◆ **Work to complete**:
The expected output is the complete listing, unchanged.

------------------------------------------------

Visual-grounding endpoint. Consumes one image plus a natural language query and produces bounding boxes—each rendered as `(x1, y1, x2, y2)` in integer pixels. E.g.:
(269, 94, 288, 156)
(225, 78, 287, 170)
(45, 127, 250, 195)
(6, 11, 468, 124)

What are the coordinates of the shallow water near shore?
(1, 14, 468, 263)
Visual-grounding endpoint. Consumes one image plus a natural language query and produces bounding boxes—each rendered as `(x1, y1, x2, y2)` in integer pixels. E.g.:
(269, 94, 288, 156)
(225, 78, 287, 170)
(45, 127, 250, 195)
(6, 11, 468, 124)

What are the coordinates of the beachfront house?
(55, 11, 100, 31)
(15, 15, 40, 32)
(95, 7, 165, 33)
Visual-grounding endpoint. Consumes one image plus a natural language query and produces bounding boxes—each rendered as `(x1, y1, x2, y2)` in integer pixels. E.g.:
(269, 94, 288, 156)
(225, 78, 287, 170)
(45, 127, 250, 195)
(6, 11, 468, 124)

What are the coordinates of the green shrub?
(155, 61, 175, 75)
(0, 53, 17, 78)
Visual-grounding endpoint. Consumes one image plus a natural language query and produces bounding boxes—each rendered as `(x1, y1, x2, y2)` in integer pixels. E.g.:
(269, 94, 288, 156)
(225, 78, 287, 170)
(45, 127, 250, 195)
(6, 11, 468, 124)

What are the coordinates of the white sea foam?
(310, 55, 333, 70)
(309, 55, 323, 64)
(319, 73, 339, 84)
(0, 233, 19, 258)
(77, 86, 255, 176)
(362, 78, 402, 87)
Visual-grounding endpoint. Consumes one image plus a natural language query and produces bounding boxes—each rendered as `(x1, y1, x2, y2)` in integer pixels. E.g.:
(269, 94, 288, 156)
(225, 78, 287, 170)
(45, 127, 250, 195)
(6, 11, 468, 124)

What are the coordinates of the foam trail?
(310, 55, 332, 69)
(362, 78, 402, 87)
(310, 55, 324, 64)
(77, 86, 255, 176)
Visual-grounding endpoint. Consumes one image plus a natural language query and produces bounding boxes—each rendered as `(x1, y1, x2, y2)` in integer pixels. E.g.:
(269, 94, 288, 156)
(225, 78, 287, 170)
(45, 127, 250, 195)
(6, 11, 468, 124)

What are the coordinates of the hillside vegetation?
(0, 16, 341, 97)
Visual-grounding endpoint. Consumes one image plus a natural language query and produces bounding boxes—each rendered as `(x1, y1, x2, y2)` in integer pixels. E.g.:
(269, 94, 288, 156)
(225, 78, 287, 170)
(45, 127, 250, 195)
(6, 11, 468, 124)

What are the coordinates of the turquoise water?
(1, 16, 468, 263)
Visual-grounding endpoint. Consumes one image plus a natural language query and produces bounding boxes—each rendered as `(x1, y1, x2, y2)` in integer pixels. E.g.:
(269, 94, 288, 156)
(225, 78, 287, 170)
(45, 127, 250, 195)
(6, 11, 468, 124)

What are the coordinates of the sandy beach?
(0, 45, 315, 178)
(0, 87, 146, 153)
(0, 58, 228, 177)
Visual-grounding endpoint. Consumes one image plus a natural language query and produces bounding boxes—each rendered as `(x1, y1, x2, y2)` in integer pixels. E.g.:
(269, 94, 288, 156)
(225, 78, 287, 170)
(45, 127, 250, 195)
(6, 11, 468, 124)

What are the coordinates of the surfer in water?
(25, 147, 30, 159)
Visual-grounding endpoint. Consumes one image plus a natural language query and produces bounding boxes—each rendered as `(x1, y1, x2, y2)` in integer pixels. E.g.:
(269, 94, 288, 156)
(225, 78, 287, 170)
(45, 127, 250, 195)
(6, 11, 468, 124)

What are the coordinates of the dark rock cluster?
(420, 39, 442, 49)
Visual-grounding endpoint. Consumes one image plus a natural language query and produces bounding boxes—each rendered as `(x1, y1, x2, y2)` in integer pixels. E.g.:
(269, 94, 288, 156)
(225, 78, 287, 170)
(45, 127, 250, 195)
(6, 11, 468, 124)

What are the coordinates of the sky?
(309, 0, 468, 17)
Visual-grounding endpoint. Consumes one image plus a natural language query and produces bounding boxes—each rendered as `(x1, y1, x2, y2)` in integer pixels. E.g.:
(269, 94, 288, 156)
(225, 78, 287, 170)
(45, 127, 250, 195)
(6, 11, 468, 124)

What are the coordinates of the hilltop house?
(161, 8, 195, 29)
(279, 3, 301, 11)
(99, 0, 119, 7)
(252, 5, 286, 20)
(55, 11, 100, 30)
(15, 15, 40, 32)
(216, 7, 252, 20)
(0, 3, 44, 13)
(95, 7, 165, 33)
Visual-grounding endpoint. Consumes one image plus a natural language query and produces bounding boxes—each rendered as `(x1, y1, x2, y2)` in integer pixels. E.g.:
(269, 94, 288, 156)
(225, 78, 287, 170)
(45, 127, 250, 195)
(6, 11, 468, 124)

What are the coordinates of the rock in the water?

------------------------------------------------

◆ **Task solution**:
Visual-grounding endpoint. Consumes one image plus a natural language query and produces bounding boxes—each rendered as `(x1, y1, x2, y2)` in integer pixels. E.g.:
(269, 94, 288, 156)
(225, 78, 287, 170)
(45, 127, 250, 195)
(6, 11, 468, 124)

What are the coordinates of the shallow water near shore?
(1, 14, 468, 263)
Visual-grounding endpoint. Consumes one image plus a natural language query and produces bounding boxes—each rendered as `(x1, y1, x2, y2)` in integer pixels. E.g.:
(269, 94, 288, 156)
(225, 78, 287, 170)
(45, 127, 250, 195)
(6, 11, 468, 124)

What are the coordinates of the beachfront house?
(55, 11, 100, 31)
(15, 15, 40, 32)
(95, 7, 165, 33)
Visual-grounding endpoint. Consumes one image plus a natural language query and produces bounding boxes—each rendered as `(x1, y1, x2, y2)` in integer pixels. E.g.:
(269, 94, 288, 156)
(225, 78, 287, 170)
(45, 127, 250, 195)
(6, 11, 468, 124)

What are the coordinates of the green shrub?
(155, 61, 175, 75)
(0, 53, 17, 78)
Visual-grounding endpoint. Consumes one image plus a natural language query and produces bounding boxes—each rendered as `(x1, y1, x2, y2)` in integer pixels. E.g.:
(269, 94, 288, 156)
(225, 78, 287, 170)
(45, 127, 250, 195)
(6, 11, 468, 124)

What are the coordinates of the white sea foam?
(310, 55, 333, 70)
(309, 55, 323, 64)
(319, 73, 339, 84)
(0, 233, 19, 258)
(77, 86, 255, 176)
(362, 78, 402, 87)
Visual-grounding endpoint. Consumes one image plus a natural language query and produces bounding boxes—each rendered as `(x1, y1, x2, y2)` in integer pixels. E.g.:
(269, 94, 288, 156)
(225, 78, 287, 170)
(45, 127, 250, 195)
(6, 11, 468, 124)

What are the coordinates of the foam trail?
(310, 55, 332, 69)
(362, 78, 402, 87)
(310, 55, 324, 64)
(77, 86, 255, 176)
Visual-grounding endpoint. Consumes one image plus a natural language query and produces bounding boxes—each rendered as `(x1, y1, x2, y2)` in integer pixels. E.g.:
(269, 94, 288, 156)
(225, 78, 287, 170)
(45, 127, 250, 195)
(6, 11, 468, 124)

What are the coordinates of the hillside vegetation?
(0, 16, 341, 97)
Visual-grounding endpoint. Consumes one image plus a natural language query and produces bounding boxes—each rendered as `(x1, y1, x2, y2)` in integer pixels. E.g.:
(269, 94, 288, 156)
(225, 78, 287, 170)
(45, 127, 250, 195)
(6, 11, 468, 124)

What are the coordinates of the turquoise water?
(1, 16, 468, 263)
Visual-grounding endpoint. Consumes one image plus a natural language query and produces bounding boxes—each rendered as `(x1, y1, x2, y2)` in integer pixels. E.g.:
(269, 94, 288, 156)
(225, 78, 287, 170)
(45, 127, 250, 195)
(6, 11, 468, 124)

What are the coordinates of the sandy beach?
(0, 45, 315, 178)
(0, 87, 146, 153)
(0, 58, 228, 177)
Visual-grounding endpoint. Consumes one image plus a natural language query and produces bounding boxes—each rendered as `(x1, y1, x2, y2)` in integer pixels. E.g.:
(269, 94, 288, 156)
(225, 78, 287, 170)
(45, 127, 250, 195)
(6, 11, 468, 124)

What are the coordinates of the surfer in water?
(25, 147, 30, 159)
Visual-grounding endpoint. Consumes one image plus a natural language query and produces bounding boxes—each rendered as `(x1, y1, x2, y2)` in integer pixels. E.g.:
(269, 94, 288, 156)
(225, 78, 287, 170)
(45, 127, 250, 195)
(6, 11, 468, 124)

What are the coordinates of the dark rock cluster?
(420, 39, 442, 49)
Visual-grounding endpoint. Consumes one image plus a natural language query and produces bounding boxes—each rendered as `(x1, y1, x2, y2)` in integer pixels. E.g.:
(269, 94, 288, 156)
(225, 78, 287, 170)
(45, 127, 250, 195)
(6, 11, 468, 124)

What are the coordinates of the sky?
(309, 0, 468, 17)
Visual-grounding endpoint. Consumes one image plus a natural language query and produces bounding boxes—each rendered as `(x1, y1, x2, y2)` in integer pixels. E.g.:
(269, 94, 288, 156)
(225, 78, 287, 170)
(45, 127, 250, 195)
(6, 11, 468, 124)

What are the coordinates of the hilltop house?
(161, 8, 195, 29)
(279, 3, 301, 11)
(99, 0, 119, 7)
(252, 5, 286, 20)
(55, 11, 100, 30)
(15, 15, 40, 32)
(216, 7, 252, 20)
(0, 3, 44, 13)
(95, 7, 165, 33)
Visual-grounding endpoint. Consumes one image plus a natural language query and produces bounding boxes—each rendered as `(x1, y1, x2, y2)` in integer pixels. E.g.:
(269, 94, 288, 156)
(225, 78, 287, 170)
(45, 127, 250, 195)
(6, 11, 468, 124)

What are the coordinates of the rock in the water?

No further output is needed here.